◆ Your task: Put the lines of all the records below into a numbered list, dropping any blank lines. Leave the pictures out.

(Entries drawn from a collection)
--- begin ---

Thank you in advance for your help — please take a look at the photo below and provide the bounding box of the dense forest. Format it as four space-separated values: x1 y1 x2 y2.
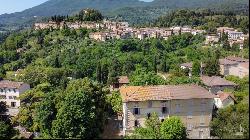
0 0 249 29
0 7 249 138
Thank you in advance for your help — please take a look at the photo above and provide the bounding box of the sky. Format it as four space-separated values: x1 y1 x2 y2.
0 0 152 15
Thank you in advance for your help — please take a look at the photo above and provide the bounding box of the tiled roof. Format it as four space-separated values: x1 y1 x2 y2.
201 76 236 87
118 76 129 84
226 56 249 62
0 80 24 88
219 59 237 65
181 62 206 68
181 62 193 68
217 91 236 102
120 85 216 102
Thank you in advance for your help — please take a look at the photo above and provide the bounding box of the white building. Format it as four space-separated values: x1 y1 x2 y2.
0 80 30 116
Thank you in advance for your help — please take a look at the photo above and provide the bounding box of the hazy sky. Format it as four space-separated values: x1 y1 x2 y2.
0 0 153 15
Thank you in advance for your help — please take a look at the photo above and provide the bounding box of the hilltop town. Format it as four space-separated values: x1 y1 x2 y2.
0 9 249 139
34 20 249 49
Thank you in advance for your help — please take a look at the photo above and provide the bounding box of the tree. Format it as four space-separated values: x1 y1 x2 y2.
126 113 187 139
52 78 105 138
210 101 249 139
34 92 57 138
205 59 220 76
160 117 187 139
127 112 161 139
107 92 122 113
130 66 165 86
192 61 201 76
0 102 17 139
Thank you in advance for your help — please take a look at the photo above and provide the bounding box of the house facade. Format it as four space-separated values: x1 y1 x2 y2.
120 85 215 138
200 76 237 94
214 91 236 108
0 80 30 116
219 56 249 78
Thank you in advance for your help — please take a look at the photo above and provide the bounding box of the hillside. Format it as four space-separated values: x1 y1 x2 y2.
0 0 249 26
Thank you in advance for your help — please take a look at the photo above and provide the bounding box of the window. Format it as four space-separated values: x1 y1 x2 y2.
187 124 193 131
13 96 17 100
135 120 139 127
134 107 140 115
161 107 168 114
148 101 152 108
201 99 206 104
11 102 16 107
175 104 181 113
200 112 205 125
0 95 6 99
147 113 151 119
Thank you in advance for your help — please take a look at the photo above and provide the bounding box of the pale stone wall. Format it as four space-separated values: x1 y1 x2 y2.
123 99 213 138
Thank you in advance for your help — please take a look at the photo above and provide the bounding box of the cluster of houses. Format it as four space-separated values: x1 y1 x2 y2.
0 56 249 139
34 20 205 41
111 67 242 139
34 20 249 49
205 27 249 49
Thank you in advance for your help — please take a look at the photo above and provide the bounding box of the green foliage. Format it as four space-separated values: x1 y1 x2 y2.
52 79 105 138
0 102 17 139
130 66 165 86
126 112 161 139
210 101 249 139
0 101 8 114
161 117 187 139
192 61 201 76
14 83 52 131
226 75 249 102
154 9 249 32
0 120 13 139
125 113 187 139
205 58 220 76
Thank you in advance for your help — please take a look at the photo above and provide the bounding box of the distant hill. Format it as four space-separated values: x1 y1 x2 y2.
0 0 249 26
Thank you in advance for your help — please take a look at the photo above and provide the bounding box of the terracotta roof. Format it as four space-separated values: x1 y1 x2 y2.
0 80 24 88
181 62 206 68
219 59 237 65
239 62 249 69
181 62 193 68
118 76 129 84
226 56 249 62
217 91 236 102
120 85 216 102
201 76 236 87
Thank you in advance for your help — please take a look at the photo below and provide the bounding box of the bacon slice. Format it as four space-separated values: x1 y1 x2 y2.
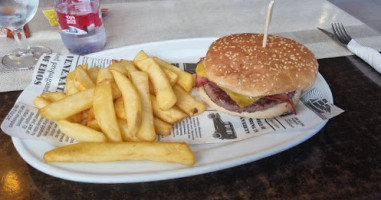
264 92 296 114
196 75 214 87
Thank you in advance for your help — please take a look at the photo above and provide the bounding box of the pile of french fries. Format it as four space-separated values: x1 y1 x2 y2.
34 50 205 165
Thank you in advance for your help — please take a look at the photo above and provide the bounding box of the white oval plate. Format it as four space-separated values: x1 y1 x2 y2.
12 38 333 183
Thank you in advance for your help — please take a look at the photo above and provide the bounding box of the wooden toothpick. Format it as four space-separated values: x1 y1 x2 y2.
262 1 274 48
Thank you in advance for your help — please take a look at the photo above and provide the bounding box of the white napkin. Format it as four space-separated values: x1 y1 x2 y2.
0 70 33 92
347 39 381 73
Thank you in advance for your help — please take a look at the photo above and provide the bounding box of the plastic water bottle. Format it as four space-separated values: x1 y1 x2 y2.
54 0 106 55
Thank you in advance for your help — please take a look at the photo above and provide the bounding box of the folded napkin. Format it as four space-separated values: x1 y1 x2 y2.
0 70 33 92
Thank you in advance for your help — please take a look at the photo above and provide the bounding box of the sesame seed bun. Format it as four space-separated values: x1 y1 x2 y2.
205 33 318 96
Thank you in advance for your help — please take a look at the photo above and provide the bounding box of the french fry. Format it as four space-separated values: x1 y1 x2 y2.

--- end ---

◆ Full solution:
1. Thank you in advance for your help — please take a look at the photo below and provide the bounding box of the dense forest. Format it as four space-separated values: x1 y1 x2 y2.
2. 0 0 249 29
3. 0 7 249 138
4. Thank you in advance for your help — please take a look at the photo above and provide the bounding box of the sky. Format it as four space-separated values: x1 y1 x2 y2.
5. 0 0 152 15
6. Thank you in advance for your help — please take a look at the photo above and provide the bounding box of the tiled roof. Format it as four space-separated values: x1 y1 x2 y2.
7. 201 76 236 87
8. 118 76 129 84
9. 226 56 249 62
10. 0 80 24 88
11. 219 59 237 65
12. 181 62 206 68
13. 181 62 193 68
14. 217 91 236 102
15. 120 85 216 102
16. Thank you in advance for your help — please take a look at the photo above and provide the bounding box of the white building. Format it as four space-separated values: x1 y1 x2 y2.
17. 0 80 30 116
18. Thank you in advance for your help — please take a look at the photo above and provide the bounding box of the hazy sky. Format it as four space-separated values: x1 y1 x2 y2.
19. 0 0 153 15
20. Thank you in advance for your help — please take a look at the photo above and provide the bounding box of the hilltop town. Format it as four space-separated values: x1 y1 x2 y2.
21. 0 9 249 139
22. 34 20 249 49
23. Thank you in advance for your help — please take a look at the photo above and provide the bounding box of the tree. Format it as four space-separated values: x1 y1 x2 y2.
24. 126 113 187 139
25. 52 78 105 138
26. 210 101 249 139
27. 34 92 57 138
28. 205 59 220 76
29. 160 117 187 139
30. 127 112 161 139
31. 107 92 122 113
32. 130 66 165 86
33. 192 61 201 76
34. 0 102 17 139
35. Thank you in advance for your help — please take a look at the photo above and provide the bounding box of the house facade. Format it as four space-separated values: x1 y1 x2 y2.
36. 120 85 215 138
37. 200 76 237 94
38. 214 91 236 108
39. 0 80 30 116
40. 219 56 249 78
41. Thank you in advance for your help — please take a look at the photo above and provide the bounding box of the hillside. Format it as four space-separated values: x1 y1 x2 y2.
42. 0 0 249 26
43. Thank you in advance for your help — please take a look at the photo above and provide the bounding box of the window. Format it as four space-separated values: x1 y1 x2 y2.
44. 187 124 193 131
45. 13 96 17 100
46. 135 120 139 127
47. 134 107 140 115
48. 161 107 168 114
49. 148 101 152 108
50. 201 99 206 104
51. 11 102 16 107
52. 175 104 181 113
53. 200 112 205 125
54. 0 95 6 99
55. 147 113 151 119
56. Thank you in advance for your help — please take a look at the photo above and provide the bounding box of the pale stone wall. Format it as four space-separated values: x1 y1 x2 y2.
57. 123 99 213 138
58. Thank you in advance for your help — please take a look at the photo above and provide the bounding box of the cluster of houses. Format it as four space-separated values: x1 y1 x2 y2.
59. 0 56 249 139
60. 34 20 205 41
61. 111 67 242 139
62. 34 20 249 49
63. 205 27 249 49
64. Thank you in advance for your help — please take a look at the photo above and provide the bounding box of the green foliage. Format it as four space-separated values: x1 y1 x2 y2.
65. 52 79 105 138
66. 0 102 17 139
67. 130 66 165 86
68. 126 112 161 139
69. 210 101 249 139
70. 0 101 8 114
71. 161 117 187 139
72. 192 61 201 76
73. 14 83 52 131
74. 226 75 249 102
75. 154 9 249 32
76. 0 120 13 139
77. 125 113 187 139
78. 205 58 220 76
79. Thank you in advance for your help — please take a look at the photo above and provide the bounding box of the distant hill. Format it as four space-separated values: x1 y1 x2 y2.
80. 0 0 249 26
81. Thank you in advance for your help — please take a look at the photo above and provide the bounding box of the terracotta roof. Format it as four space-separated values: x1 y1 x2 y2.
82. 0 80 24 88
83. 181 62 206 68
84. 219 59 237 65
85. 239 62 249 69
86. 181 62 193 68
87. 118 76 129 84
88. 226 56 249 62
89. 217 91 236 102
90. 120 85 216 102
91. 201 76 236 87
92. Thank you in advance for your help — please take a look at the photo below and provide the bounding box of the bacon slice. Format it as four space-separated values: x1 y1 x2 y2.
93. 264 92 296 114
94. 196 75 214 87
95. Thank you in advance for your help — please take a look at the photo above and provide the bounding box of the pile of french fries. Format it as four space-separated values: x1 y1 x2 y2.
96. 34 50 205 165
97. Thank you in advance for your help — please take a look at the photo above and provide the bounding box of the white oval plate. Format it as four space-separated values: x1 y1 x2 y2.
98. 12 38 333 183
99. Thank you in advance for your help — please take a look at the photo above and provide the bounding box of the wooden toothpick. Format it as four space-separated values: x1 y1 x2 y2.
100. 262 1 274 48
101. Thank you in advance for your help — please take a look at the photo above and provide the bounding box of the white napkin. Format it as four space-separated values: x1 y1 x2 y2.
102. 0 70 33 92
103. 347 39 381 73
104. Thank you in advance for your help — please take a look at the photo above and provide the bounding box of the plastic water bottle. Format it as four space-separated values: x1 y1 x2 y2.
105. 54 0 106 55
106. Thank you in advance for your help — please take a look at the photo above and provide the bounding box of the folded napkin. Format it as four space-separated values: x1 y1 x2 y2.
107. 0 70 33 92
108. Thank you in advance for your help — please take a look at the photo above and provide the bounding box of the sesame seed bun. Format it as four space-separated values: x1 y1 x2 y2.
109. 205 33 318 96
110. Thank you in advance for your help — please take a look at the photo above and provide the bounding box of the french fry. Format it as four space-separated values: x1 y1 x2 y2.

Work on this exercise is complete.